■ **PROBLEM STATEMENT**
Would you retype all of these records exactly?

--*--

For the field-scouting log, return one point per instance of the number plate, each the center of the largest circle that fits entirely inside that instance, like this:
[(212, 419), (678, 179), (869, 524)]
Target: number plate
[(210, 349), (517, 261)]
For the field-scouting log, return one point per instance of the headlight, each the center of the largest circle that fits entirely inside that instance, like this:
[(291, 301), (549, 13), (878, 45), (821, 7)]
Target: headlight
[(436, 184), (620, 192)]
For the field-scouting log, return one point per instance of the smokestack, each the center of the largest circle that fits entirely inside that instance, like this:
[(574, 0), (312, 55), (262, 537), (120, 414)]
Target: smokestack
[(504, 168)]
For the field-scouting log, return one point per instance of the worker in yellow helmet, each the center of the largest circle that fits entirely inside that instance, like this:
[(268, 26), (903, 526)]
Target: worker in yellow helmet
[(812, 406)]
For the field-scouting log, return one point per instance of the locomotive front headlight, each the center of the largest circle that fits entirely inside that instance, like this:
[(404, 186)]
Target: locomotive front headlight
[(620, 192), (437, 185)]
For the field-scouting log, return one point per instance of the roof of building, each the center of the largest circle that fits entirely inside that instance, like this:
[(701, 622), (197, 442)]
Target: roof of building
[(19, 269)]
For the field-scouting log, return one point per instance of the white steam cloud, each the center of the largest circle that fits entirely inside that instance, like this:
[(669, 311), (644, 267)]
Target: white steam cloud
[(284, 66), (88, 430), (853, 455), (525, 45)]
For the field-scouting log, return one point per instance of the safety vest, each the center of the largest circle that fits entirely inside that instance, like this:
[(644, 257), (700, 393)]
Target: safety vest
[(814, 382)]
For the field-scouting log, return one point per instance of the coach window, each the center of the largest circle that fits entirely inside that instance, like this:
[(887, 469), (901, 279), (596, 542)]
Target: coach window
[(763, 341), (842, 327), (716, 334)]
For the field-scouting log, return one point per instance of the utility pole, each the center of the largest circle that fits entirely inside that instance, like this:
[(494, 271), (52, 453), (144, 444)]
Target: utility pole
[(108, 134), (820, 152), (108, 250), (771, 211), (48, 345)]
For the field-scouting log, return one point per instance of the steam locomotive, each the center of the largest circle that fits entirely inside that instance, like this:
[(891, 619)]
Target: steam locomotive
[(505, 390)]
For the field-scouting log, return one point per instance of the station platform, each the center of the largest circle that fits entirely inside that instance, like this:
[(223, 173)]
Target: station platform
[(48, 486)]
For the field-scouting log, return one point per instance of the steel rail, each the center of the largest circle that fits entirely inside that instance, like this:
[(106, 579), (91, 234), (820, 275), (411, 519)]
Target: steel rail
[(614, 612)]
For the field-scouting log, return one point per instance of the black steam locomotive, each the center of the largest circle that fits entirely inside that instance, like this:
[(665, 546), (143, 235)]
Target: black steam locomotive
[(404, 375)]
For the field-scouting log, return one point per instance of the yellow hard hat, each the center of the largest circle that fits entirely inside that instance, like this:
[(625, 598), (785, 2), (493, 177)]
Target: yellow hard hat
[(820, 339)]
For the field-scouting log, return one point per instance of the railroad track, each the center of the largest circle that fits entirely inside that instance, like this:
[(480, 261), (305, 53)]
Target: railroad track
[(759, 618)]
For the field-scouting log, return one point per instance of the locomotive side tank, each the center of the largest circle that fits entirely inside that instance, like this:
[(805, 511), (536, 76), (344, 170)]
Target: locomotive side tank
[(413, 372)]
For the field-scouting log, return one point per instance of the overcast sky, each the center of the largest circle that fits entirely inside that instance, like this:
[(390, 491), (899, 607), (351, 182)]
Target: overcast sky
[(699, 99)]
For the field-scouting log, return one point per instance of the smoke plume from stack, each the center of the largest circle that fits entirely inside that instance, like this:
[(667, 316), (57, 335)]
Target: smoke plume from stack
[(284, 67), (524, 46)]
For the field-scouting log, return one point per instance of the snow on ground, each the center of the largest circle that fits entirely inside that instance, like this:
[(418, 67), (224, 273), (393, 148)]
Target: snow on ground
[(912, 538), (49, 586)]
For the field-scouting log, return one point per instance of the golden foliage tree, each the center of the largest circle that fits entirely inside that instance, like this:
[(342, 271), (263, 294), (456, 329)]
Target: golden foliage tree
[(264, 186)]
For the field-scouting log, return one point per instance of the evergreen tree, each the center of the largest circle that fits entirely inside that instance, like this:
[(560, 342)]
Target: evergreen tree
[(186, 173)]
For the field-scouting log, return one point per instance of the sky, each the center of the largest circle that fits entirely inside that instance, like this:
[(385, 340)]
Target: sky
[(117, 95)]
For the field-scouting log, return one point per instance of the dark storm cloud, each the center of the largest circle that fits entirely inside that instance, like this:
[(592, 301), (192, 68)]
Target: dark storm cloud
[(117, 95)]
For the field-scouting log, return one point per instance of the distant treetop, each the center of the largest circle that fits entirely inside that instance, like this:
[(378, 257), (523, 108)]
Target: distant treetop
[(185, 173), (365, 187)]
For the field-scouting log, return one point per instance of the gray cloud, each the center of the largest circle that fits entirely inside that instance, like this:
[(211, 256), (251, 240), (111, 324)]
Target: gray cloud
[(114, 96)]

--*--

■ **RESPONSE TO THIS TASK**
For the field-scouting log, return one point per instance of the number plate, each the center of the largest circle that fits entirely inside that instance, like this:
[(212, 419), (678, 179), (869, 524)]
Target: number plate
[(210, 349), (517, 261)]
For the field-scouting log, return one point per instance of the headlight, each the center of the largest circle that fits entirely inside that instance, like this:
[(291, 301), (549, 13), (878, 45), (821, 7)]
Target: headlight
[(436, 184), (620, 192)]
For the field-scouting log, return one point per instance of the smokestack, each the center of the largest circle that fits entirely inside that instance, like this:
[(574, 0), (312, 55), (262, 537), (120, 414)]
Target: smokestack
[(504, 168)]
For the field-scouting log, return one point per instance of the worker in yellow helmet, each the center of the largest circle that fits entirely inside that instance, like this:
[(268, 26), (903, 526)]
Target: worker in yellow helmet
[(812, 406)]
For the field-scouting log, return one point per instance of the locomotive front headlight, each the center of the largest circle that fits entirely inside that instance, like this:
[(404, 186)]
Target: locomotive front headlight
[(620, 192), (437, 185)]
For the field-scouting log, return one point per instance of the roof of building, each the center of the largest circle that fits entirely inside that instance, like this:
[(701, 622), (197, 442)]
Target: roof of building
[(19, 269)]
For the field-scouting log, return one point per instance of the white steam cloud, each the center of the largest circle that fits entirely inside that instance, like this:
[(669, 311), (644, 267)]
Target: white steam cloud
[(284, 66), (88, 430), (853, 455), (525, 45)]
For the field-scouting log, return one point per instance of the safety vest, each the center of the largest circle that fits entirely inside that instance, like this:
[(644, 257), (700, 393)]
Target: safety vest
[(814, 382)]
For the field-scouting log, return one point per instance of the coach window, each the center of the largest circle that fits entirely inside that instance, like this:
[(887, 469), (901, 279), (596, 542)]
Target: coach window
[(763, 341), (842, 327), (716, 334)]
For the field-scouting log, return one point per instance of the utility pole, each the center of the largest circle that fits entirely inside that instance, like this:
[(494, 271), (52, 453), (144, 444)]
Target: utility pole
[(108, 134), (820, 152), (108, 250), (771, 211), (48, 345)]
For the field-scouting log, return one point per instance of the steam locomotive, each the center of the largest circle that fits entirely inside that instance, like this:
[(891, 619)]
Target: steam locomotive
[(505, 390)]
For the field-scouting log, return one point per instance of the station platform, each the center of the largest circle that fits entirely inside that instance, like this:
[(223, 173)]
Target: station platform
[(48, 486)]
For the field-scouting log, return one point per instance of the steel rail, each the center of the largest circle that fits entirely inside that instance, like this:
[(106, 579), (91, 234), (820, 275), (411, 519)]
Target: steel rail
[(614, 612)]
For the field-scouting log, return one point per instance of the black steam locomotive, each the center of the largest circle that fits entirely inside that instance, like this:
[(665, 546), (143, 235)]
Target: black steam locomotive
[(404, 375)]
For the field-scouting log, return one point per instance of the yellow hard hat, each the center of the largest circle that fits entirely inside that instance, like this:
[(625, 598), (785, 2), (493, 177)]
Target: yellow hard hat
[(820, 339)]
For the field-scouting log, return one point per instance of the railroad track, each the center of the largest circle that fits entirely inside that instance, like this:
[(480, 261), (305, 53)]
Target: railroad track
[(759, 618)]
For the field-scouting log, return one point per instance of the locomotive side tank, each the center of the largest circle that fits entirely inside that instance, like this:
[(805, 511), (536, 76), (344, 170)]
Target: locomotive side tank
[(413, 372)]
For the field-scouting log, return one point per instance of the overcast sky, each the center of the largest circle that fits entirely inside that instance, like this:
[(390, 491), (899, 607), (351, 182)]
Target: overcast sky
[(699, 99)]
For the field-scouting log, return one point per instance of the smoke plume from stack, each the center of the largest circle that fits entirely inside that instance, like this:
[(667, 316), (57, 335)]
Target: smoke plume from stack
[(284, 67), (524, 46)]
For the field-scouting log, return one point per instance of the snow on ground, each the center of the largest circle that fits entirely inside that instance, like this:
[(418, 67), (224, 273), (393, 148)]
Target: snow on ground
[(912, 538), (49, 586)]
For the field-scouting log, return one point per instance of the golden foliage tree, each the center of the largest circle that fits entirely inside that instance, like this:
[(342, 271), (263, 294), (456, 329)]
Target: golden foliage tree
[(264, 186)]
For the field-scouting log, return one point per instance of the evergreen tree, each the center of the largest circle that fits entirely inside that instance, like this:
[(560, 342)]
Target: evergreen tree
[(186, 173)]
For the field-scouting log, return one point per instance of the sky, each the center of the largest circle that fits entirely inside that instance, like this:
[(385, 340)]
Target: sky
[(117, 95)]
For the field-scouting log, return one point per instance of the dark storm cloud, each the center of the largest circle that fits entirely inside that instance, like this:
[(592, 301), (192, 68)]
Target: dark storm cloud
[(117, 95)]
For the field-scouting log, return one point per instance of the distant treetop, each the center of the largest circle that fits entirely inside that instance, like this:
[(378, 257), (523, 108)]
Target: distant treetop
[(185, 173), (365, 187)]
For the field-scouting log, return one point per instance of the gray cloud, each the center of the largest circle that fits entirely inside that instance, like this:
[(211, 256), (251, 240), (111, 324)]
Target: gray cloud
[(114, 96)]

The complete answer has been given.